Problem requirements: Type out each entry exactly.

Exercise input:
↓

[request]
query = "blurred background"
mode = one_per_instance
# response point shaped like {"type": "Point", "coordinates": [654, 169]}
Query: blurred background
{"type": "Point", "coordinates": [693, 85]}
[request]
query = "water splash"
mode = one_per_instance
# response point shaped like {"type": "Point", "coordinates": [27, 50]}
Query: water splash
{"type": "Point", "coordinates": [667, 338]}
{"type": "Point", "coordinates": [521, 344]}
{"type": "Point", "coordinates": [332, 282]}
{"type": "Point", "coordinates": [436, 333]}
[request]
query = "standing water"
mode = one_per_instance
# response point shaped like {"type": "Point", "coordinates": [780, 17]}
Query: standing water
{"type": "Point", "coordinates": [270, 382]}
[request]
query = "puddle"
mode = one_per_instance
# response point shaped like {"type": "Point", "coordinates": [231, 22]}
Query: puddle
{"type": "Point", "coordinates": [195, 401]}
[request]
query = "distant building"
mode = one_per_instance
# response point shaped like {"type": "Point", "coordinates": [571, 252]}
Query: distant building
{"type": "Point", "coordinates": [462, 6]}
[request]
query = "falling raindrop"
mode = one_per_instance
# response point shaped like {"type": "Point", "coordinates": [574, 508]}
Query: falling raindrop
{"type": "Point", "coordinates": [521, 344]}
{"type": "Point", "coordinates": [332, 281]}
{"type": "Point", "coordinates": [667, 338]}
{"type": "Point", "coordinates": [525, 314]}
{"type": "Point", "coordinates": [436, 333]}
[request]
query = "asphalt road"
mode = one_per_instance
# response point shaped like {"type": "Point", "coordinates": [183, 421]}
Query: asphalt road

↑

Response to this task:
[request]
query = "blurred background"
mode = one_per_instance
# response point shaped like {"type": "Point", "coordinates": [654, 169]}
Query: blurred background
{"type": "Point", "coordinates": [693, 85]}
[request]
query = "water splash"
mode = one_per_instance
# response point shaped like {"type": "Point", "coordinates": [27, 50]}
Query: water splash
{"type": "Point", "coordinates": [667, 338]}
{"type": "Point", "coordinates": [521, 344]}
{"type": "Point", "coordinates": [332, 282]}
{"type": "Point", "coordinates": [436, 333]}
[request]
query = "standing water"
mode = one_per_instance
# response point shaped like {"type": "Point", "coordinates": [780, 17]}
Query: standing water
{"type": "Point", "coordinates": [270, 382]}
[request]
query = "puddle"
mode = one_per_instance
# response point shaped like {"type": "Point", "coordinates": [231, 22]}
Query: puddle
{"type": "Point", "coordinates": [195, 401]}
[request]
query = "distant building"
mode = one_per_instance
# response point shaped like {"type": "Point", "coordinates": [571, 252]}
Query: distant building
{"type": "Point", "coordinates": [462, 6]}
[request]
query = "falling raindrop"
mode = one_per_instance
# response point shaped like {"type": "Point", "coordinates": [574, 508]}
Query: falling raindrop
{"type": "Point", "coordinates": [521, 344]}
{"type": "Point", "coordinates": [332, 281]}
{"type": "Point", "coordinates": [667, 338]}
{"type": "Point", "coordinates": [525, 314]}
{"type": "Point", "coordinates": [436, 333]}
[request]
query = "asphalt road"
mode = one_per_instance
# response point shaped like {"type": "Point", "coordinates": [183, 421]}
Query: asphalt road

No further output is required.